## What to do
Go through the data below and gather each line containing "gray".

Exercise data section start

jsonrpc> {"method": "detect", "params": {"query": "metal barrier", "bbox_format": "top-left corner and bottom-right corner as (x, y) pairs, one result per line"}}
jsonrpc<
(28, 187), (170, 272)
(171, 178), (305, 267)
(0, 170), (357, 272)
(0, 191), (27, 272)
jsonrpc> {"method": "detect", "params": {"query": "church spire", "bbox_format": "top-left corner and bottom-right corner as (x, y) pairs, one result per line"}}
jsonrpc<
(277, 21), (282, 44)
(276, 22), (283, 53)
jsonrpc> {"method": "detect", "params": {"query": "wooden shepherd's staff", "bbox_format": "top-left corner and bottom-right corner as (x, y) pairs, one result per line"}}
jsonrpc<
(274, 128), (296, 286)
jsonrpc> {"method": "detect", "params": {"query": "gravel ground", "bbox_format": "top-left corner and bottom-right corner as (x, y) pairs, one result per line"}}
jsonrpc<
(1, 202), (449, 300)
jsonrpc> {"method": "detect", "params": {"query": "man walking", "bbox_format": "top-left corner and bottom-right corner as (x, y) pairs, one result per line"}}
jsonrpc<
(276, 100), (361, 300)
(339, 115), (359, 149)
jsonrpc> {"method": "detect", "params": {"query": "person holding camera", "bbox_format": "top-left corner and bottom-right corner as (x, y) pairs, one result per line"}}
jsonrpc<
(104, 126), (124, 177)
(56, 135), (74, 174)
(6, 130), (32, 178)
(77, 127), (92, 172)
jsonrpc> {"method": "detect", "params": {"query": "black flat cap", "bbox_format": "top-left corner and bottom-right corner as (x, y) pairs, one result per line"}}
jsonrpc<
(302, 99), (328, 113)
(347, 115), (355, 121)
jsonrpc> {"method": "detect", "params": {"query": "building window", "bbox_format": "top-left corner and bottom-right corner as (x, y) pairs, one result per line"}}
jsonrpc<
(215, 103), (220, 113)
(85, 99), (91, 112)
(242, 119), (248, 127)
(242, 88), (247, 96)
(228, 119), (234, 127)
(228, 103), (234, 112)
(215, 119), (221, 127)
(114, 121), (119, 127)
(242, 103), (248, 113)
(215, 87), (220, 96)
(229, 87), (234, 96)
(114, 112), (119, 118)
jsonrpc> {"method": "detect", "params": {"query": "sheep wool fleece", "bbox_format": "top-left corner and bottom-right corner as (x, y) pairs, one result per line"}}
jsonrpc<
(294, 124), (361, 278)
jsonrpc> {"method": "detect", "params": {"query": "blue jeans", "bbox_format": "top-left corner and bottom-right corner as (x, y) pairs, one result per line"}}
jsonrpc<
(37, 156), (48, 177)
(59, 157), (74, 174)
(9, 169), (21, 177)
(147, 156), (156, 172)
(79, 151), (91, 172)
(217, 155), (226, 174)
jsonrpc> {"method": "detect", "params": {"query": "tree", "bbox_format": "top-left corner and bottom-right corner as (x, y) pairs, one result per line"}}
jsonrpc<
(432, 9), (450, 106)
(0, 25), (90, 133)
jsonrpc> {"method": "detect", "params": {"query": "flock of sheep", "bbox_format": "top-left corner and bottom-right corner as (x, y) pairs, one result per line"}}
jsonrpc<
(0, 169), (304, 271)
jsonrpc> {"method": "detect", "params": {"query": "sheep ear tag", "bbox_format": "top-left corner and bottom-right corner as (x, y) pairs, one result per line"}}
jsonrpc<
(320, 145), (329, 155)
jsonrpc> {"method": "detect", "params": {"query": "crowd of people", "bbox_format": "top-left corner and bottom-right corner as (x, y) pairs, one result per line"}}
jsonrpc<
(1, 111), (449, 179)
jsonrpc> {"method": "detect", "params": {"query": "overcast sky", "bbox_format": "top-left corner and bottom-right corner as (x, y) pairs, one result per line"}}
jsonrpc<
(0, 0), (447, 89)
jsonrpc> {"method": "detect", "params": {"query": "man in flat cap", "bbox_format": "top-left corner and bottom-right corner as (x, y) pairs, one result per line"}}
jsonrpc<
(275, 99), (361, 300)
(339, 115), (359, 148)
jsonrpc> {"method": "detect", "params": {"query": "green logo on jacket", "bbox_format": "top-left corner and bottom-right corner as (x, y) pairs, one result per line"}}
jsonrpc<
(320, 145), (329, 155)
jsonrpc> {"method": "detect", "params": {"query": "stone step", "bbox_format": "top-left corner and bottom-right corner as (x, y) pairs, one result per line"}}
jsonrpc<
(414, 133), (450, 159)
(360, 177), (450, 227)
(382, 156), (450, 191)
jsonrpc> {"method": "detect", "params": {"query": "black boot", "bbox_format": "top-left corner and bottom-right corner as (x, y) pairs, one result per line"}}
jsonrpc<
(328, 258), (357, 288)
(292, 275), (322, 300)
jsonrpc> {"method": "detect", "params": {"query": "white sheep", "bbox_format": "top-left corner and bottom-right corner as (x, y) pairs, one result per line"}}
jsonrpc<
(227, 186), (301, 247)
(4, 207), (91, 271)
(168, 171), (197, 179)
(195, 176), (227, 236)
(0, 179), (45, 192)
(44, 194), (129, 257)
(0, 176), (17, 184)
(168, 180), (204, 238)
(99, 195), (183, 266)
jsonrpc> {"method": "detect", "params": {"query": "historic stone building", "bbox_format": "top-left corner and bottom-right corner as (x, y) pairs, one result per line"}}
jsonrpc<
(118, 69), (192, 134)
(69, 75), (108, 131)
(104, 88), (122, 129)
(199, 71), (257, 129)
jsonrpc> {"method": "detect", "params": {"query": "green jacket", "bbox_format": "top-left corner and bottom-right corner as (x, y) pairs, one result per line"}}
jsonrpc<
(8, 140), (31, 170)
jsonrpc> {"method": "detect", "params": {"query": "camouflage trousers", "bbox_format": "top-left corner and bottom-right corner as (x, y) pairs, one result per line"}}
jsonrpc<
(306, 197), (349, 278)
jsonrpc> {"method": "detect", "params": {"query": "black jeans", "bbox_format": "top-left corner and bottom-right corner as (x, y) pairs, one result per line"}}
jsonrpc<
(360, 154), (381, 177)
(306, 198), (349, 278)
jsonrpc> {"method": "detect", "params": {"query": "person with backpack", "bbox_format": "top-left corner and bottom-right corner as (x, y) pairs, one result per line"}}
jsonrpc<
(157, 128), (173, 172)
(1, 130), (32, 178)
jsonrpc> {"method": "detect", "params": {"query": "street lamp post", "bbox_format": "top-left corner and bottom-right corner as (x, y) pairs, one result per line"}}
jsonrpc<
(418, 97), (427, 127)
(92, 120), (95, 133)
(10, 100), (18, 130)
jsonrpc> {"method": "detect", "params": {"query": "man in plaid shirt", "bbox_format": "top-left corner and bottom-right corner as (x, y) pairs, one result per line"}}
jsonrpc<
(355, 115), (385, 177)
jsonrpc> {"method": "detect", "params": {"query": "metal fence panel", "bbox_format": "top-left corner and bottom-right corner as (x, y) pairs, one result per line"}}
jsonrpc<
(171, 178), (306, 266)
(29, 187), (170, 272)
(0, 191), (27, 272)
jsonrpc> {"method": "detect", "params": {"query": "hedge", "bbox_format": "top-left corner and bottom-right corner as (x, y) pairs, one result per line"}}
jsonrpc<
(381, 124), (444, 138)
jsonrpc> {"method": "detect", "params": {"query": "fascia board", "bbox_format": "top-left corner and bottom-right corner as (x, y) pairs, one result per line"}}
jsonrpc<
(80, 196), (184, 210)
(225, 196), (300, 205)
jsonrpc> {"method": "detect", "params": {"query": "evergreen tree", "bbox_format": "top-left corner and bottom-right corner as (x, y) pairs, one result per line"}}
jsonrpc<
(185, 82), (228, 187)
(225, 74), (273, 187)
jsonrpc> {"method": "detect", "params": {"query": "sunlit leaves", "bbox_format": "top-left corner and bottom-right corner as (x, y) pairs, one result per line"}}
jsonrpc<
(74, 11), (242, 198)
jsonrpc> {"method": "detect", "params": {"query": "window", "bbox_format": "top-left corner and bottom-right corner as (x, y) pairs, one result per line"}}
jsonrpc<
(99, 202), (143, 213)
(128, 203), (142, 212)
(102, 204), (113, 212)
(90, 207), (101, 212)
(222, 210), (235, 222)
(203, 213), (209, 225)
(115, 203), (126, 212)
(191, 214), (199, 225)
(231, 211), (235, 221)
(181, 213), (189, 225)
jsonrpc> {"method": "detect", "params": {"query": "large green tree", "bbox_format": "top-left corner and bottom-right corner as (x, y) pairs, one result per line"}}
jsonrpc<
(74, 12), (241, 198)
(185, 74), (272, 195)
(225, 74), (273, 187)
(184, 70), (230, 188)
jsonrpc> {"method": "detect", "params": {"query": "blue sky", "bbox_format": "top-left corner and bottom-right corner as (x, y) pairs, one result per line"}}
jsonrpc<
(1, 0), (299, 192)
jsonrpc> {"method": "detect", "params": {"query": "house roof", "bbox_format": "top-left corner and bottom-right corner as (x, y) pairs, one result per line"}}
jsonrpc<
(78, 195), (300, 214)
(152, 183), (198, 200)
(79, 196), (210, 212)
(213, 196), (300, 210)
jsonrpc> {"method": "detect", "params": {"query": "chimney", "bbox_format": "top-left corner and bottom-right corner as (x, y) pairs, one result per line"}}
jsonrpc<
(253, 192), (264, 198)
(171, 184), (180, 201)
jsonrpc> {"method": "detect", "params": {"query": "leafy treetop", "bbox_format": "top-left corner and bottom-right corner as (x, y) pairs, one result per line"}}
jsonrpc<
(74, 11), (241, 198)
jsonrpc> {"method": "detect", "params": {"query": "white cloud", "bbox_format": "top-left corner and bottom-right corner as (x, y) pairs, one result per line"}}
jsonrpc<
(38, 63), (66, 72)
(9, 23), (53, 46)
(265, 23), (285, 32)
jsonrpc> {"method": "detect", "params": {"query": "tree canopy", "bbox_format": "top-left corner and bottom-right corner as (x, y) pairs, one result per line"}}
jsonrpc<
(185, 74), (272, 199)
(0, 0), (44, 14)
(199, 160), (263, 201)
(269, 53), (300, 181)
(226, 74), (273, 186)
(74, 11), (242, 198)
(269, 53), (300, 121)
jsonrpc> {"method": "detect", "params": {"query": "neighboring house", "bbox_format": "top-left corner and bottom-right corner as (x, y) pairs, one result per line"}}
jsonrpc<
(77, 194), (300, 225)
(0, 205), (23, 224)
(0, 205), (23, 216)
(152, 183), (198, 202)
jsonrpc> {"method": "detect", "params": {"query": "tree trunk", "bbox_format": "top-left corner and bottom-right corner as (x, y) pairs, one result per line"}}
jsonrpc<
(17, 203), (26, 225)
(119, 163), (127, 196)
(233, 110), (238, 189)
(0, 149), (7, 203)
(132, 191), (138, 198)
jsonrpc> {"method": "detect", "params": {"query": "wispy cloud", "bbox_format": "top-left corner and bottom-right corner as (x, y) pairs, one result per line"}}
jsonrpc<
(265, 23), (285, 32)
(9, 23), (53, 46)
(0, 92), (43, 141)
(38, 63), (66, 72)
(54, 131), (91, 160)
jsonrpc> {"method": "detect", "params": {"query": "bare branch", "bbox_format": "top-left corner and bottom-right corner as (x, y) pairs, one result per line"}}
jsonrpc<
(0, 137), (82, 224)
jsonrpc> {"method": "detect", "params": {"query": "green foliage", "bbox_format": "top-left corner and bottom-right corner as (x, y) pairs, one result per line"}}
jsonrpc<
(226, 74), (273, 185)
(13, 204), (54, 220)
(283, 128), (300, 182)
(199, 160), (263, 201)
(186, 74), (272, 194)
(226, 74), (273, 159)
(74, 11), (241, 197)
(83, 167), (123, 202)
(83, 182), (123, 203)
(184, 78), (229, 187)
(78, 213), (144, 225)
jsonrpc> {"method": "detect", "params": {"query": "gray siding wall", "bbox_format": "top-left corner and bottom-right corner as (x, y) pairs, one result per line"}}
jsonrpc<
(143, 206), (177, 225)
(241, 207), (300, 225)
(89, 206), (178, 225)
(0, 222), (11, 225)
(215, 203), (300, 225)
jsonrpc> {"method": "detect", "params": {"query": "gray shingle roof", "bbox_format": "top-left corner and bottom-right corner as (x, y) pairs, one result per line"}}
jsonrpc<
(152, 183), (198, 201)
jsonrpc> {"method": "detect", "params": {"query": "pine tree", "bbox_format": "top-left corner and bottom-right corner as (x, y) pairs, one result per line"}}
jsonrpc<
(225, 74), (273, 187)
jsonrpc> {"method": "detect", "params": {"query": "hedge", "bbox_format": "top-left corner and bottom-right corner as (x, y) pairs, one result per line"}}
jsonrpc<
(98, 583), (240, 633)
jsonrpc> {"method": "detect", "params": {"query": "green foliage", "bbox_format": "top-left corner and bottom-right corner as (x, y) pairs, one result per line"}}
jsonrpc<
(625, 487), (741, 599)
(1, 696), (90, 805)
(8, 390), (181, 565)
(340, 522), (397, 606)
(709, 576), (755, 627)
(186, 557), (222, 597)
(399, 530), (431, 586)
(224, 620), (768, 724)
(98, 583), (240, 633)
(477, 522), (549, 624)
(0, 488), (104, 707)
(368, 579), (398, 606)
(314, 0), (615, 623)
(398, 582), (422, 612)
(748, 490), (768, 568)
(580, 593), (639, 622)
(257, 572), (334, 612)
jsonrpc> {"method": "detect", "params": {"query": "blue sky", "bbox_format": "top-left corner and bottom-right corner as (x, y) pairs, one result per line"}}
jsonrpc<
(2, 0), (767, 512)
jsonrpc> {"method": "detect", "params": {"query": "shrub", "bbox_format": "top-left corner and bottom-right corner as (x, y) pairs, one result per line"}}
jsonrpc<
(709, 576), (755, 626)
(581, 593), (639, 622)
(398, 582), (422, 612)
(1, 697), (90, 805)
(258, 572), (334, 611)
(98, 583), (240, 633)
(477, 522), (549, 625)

Exercise data section end

## Answer area
jsonrpc> {"method": "detect", "params": {"query": "gray siding wall", "bbox_format": "top-left corner and bottom-right corner as (x, y) pairs, one result per line"}}
jsonrpc> {"method": "detect", "params": {"query": "gray shingle roof", "bbox_format": "top-left corner and bottom-right corner as (x, y) pairs, one result per line"}}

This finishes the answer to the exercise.